▶ Text block
------------------------------------

To investigate the different types of contributions to SA we applied 3 additional types of analyses to the data. To determine the amount of curvature of each individual movement in a 30 s trial, a least-squares individual line fit was determined for each movement and the standard deviation (see Fig. 4, dotted lines in CA) of the actual movement from this line was calculated. The average of SD across all single movements was calculated for each trial to estimate the curvature. This kind of analysis will further be referred as curvature analysis (CA). A similar analysis has been used in two previous studies investigating MI [11], [12].

In the second analysis method we determined the best line fit to all individual movements in a 30 s trial (s. Fig 4, dashed lines in DA) and then calculated the standard deviation of each individual line fit from this overall line fit (see Fig. 4 DA). This overall line fit, which represents the average direction of movement, does not necessarily need to correspond to the instructed movement along the horizontal or vertical axis (like assumed in the standard analysis) but might be tilted or shifted with respect to it. Thus, the deviations in this type of analysis (deviation analysis, DA) are composed of the shift (or tilt) of every single movement with respect to the overall plane of movement.

In the final analysis, we determined the deviation of the average direction of movement (overall line fit) from the x-axis (see Fig. 4, TA) in case of horizontal movement and the y-axis in case of vertical movement. This type of analysis will be referred to as tilt analysis (TA).

------------------------------------

(Point annotations for photos)
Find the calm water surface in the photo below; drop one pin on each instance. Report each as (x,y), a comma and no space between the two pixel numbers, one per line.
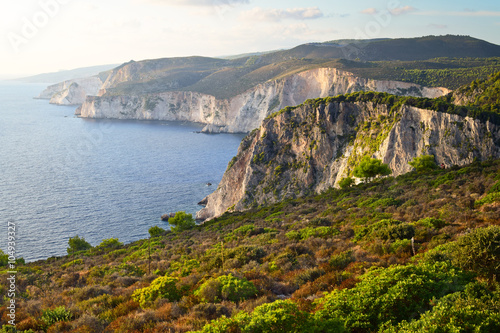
(62,176)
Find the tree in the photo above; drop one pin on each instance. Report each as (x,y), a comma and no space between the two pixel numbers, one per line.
(423,163)
(346,182)
(370,168)
(110,243)
(479,251)
(78,244)
(164,287)
(156,231)
(181,221)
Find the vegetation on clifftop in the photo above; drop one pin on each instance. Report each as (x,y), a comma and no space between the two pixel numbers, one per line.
(269,268)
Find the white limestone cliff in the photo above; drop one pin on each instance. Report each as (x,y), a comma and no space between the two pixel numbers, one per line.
(311,148)
(245,111)
(72,92)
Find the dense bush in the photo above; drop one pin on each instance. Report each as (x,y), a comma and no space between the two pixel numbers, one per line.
(473,310)
(226,287)
(181,221)
(156,231)
(279,316)
(77,244)
(162,287)
(479,251)
(423,163)
(60,313)
(391,295)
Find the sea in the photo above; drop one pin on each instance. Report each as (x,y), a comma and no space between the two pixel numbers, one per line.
(62,176)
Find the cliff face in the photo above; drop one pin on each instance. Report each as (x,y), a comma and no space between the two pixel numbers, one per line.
(311,148)
(245,111)
(72,92)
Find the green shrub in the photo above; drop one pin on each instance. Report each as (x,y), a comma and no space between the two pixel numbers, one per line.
(386,229)
(346,182)
(162,287)
(341,260)
(77,244)
(473,310)
(279,316)
(156,231)
(72,263)
(398,231)
(479,251)
(50,317)
(385,202)
(309,232)
(389,295)
(495,188)
(489,198)
(423,163)
(431,222)
(226,287)
(181,221)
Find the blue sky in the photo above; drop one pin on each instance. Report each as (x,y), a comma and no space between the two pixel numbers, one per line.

------------------------------------

▶ Task 1
Name each of the additional analysis methods introduced in the movement-analysis text, along with its abbreviation.
▶ Task 2
Write the next portion of the movement-analysis text, starting right after its final sentence.

▶ Exercise output 1
curvature analysis (CA)
deviation analysis (DA)
tilt analysis (TA)

▶ Exercise output 2
To test if there is a correlation between these different contributing factors and the standard analysis (SA) we closer investigated the observation of a human agent, since the database for these cases was the largest. First, we excluded outliers from the SA data of each condition until none of the values fell out of the 95% interval. Due to this outlier rejection, 19 data points (4.6%) were excluded from the analysis. For the complete statistical analysis (all factors), this resulted in excluding 5 subjects from the previous experiment [13] and 7 subjects from the present experiment. For the standard analysis, pooling across movement direction (see Results for justification) after outlier removal allowed us to use data from all but two subjects (one from each experiment). For two other subjects from the present experiment, due to technical difficulties, data could be obtained only for observation of the robot but not observation of the human agent.

The correlation analysis was performed across values obtained by different types of analysis (SA, CA, DA, TA) for the four conditions of human agent observation: horizontal congruent (HC), horizontal incongruent (HI), vertical congruent (VC) and vertical incongruent (VI). We detected a correlation (from moderate till strong) between each of the contributing factors CA, DA, TA and SA in most of tested conditions: HC, HI, VC and VI. Therefore, to show that values from the DA, CA and TA are contributors of the SA, we performed a multiple linear regression with these factors as independent variables and SA values as dependent variables in the following conditions: HC, HI, VC and VI.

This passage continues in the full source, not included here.